-- Objective --
Please copy out the stretch from the line containing "Exercise. Mark the white lanyard" through the end of the records below, word for word.

-- Data shown --
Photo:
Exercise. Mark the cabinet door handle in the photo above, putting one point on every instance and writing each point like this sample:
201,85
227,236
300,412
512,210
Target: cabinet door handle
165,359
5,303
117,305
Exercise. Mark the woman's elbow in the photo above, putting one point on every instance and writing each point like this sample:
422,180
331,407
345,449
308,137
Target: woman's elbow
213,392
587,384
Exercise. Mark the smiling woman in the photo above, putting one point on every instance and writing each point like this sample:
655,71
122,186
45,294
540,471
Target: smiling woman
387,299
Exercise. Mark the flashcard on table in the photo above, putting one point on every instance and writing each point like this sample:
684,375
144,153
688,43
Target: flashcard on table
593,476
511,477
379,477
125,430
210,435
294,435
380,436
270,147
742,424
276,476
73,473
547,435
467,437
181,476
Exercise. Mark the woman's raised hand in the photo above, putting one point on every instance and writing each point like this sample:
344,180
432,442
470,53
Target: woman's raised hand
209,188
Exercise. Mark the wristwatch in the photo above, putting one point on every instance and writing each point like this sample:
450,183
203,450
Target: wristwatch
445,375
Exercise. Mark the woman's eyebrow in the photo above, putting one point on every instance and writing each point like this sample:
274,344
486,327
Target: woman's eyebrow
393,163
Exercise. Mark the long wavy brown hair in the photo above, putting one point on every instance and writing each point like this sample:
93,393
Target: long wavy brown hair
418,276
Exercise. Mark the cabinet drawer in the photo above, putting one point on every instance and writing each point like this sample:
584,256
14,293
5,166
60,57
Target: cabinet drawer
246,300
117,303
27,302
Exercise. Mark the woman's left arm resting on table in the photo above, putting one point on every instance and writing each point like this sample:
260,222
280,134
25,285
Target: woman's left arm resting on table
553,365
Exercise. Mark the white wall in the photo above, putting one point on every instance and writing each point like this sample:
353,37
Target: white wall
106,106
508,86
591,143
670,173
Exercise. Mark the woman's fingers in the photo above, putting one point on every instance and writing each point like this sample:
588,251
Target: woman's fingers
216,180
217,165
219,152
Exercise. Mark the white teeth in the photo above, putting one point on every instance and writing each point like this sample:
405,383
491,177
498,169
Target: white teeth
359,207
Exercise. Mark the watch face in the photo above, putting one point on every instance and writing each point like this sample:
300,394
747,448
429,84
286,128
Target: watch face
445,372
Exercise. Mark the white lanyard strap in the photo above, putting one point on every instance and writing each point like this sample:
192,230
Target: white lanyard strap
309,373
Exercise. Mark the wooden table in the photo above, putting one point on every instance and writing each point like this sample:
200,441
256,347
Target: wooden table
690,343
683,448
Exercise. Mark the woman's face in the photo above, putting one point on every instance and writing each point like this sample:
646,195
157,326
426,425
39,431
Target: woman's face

-- Solution to this problem --
Exercise. Mark the white lanyard strap in the photo above, putting one point on every instance and writing each point like this sample:
192,230
Target: white lanyard strap
309,373
Exercise. Mark the wooden table in the photo above, putting one point on every instance and writing each point like this sample:
200,441
256,347
Target: wooden table
690,343
683,448
Exercise. Mark the woman's face in the photo above, putting one point on every instance and writing each point like this sample:
646,195
157,326
426,425
39,431
Target: woman's face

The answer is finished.